But as revolutionary as Street Fighter 2 seemed to be with what little we knew, it was merely the beginning.
The old man sat back from his drink, eyes watered over from the alcohol. “Well that’s enough for this night, boy.”
And the young man said, “There’s… more?”
“More!?” the old man said, in angry contempt. “That’s just the start, the beginning! Of course there’s more… much more. But I’m an old, old man now. Long in the tooth, boy, and I need my rest. You come back tommorow and I’ll tell you another tale.”
“But! Tell me just a bit more.”
The old man sighed. “Okay, just a bit more then.”
So with a swig of his drink he continued.
Everyday after school we had one thing on our mind. Two classes before school let out my mind was already thinking about it and my hands were doing fireball or uppercut motions on my notebook and sweating with the anticipation. The moment the bell rang I was down to Phil’s car in a flash and as often as not he’d be there before me if his last class was in a building closer to the parking lot.
We quickly established ourselves as good players at the local places. 7-11 was no longer the hangout of choice for us because it cost 50 cents to play, whereas 2 Star only cost a quarter. All the history, literally, the 3 years I spent at 7-11, were cast aside. And 2 Star fostered the game, not like those jerk 7-11 counter jockies who would sometimes unplug the games because there were too many kids crammed in there.
The Fireball - Uppercut trap was beatable but only by good players. It required fakes, mind games and consistent execution if you wanted to use it and win. Even against the computer you at least needed good positioning. And for those of us that made that pattern our business we got respect. Other players feared playing us. Never before was “fear” part of videogames. As I watched a good player beat opponent after opponent, watched my quarter slowly march to the right, the adrenaline started to rise and my pulse would start to quicken. I can beat this guy. I can BEAT this guy.
One day I walked in and there was a murmur in the crowd about this thing called a “triple-uppercut”. Of course, the uppercut only hit twice so I tried to imagine how it could possibly hit three times. Maybe if you were under the player? It didn’t make sense. But true to form Pele stepped up against me and after getting me dazed he positioned himself right next to me.

(Record list)
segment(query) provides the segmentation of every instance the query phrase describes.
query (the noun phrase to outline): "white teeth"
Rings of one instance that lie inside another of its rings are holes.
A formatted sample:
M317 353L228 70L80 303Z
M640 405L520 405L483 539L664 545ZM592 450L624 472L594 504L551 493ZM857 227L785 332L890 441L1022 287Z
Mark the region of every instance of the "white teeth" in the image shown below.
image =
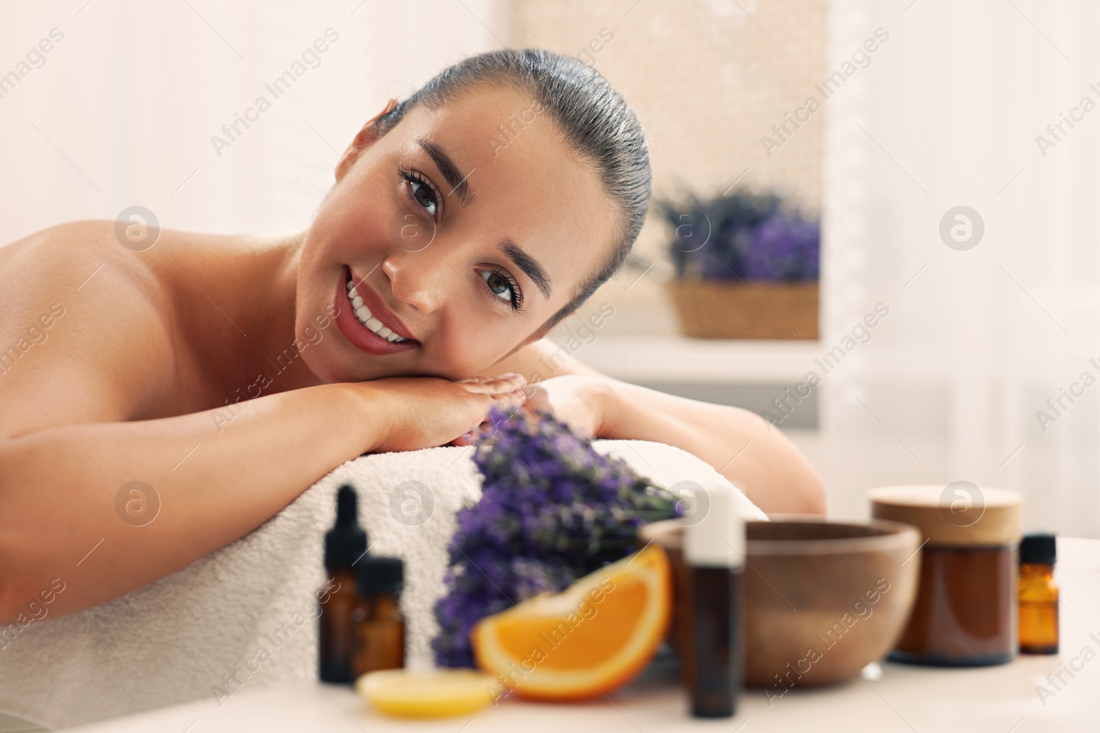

(Brief) Please give again the part of the Street Fighter 2 story above that opens with the words "One day I walked" and closes with "next to me.", changing "murmur" to "buzz".

(Result of the task)
One day I walked in and there was a buzz in the crowd about this thing called a “triple-uppercut”. Of course, the uppercut only hit twice so I tried to imagine how it could possibly hit three times. Maybe if you were under the player? It didn’t make sense. But true to form Pele stepped up against me and after getting me dazed he positioned himself right next to me.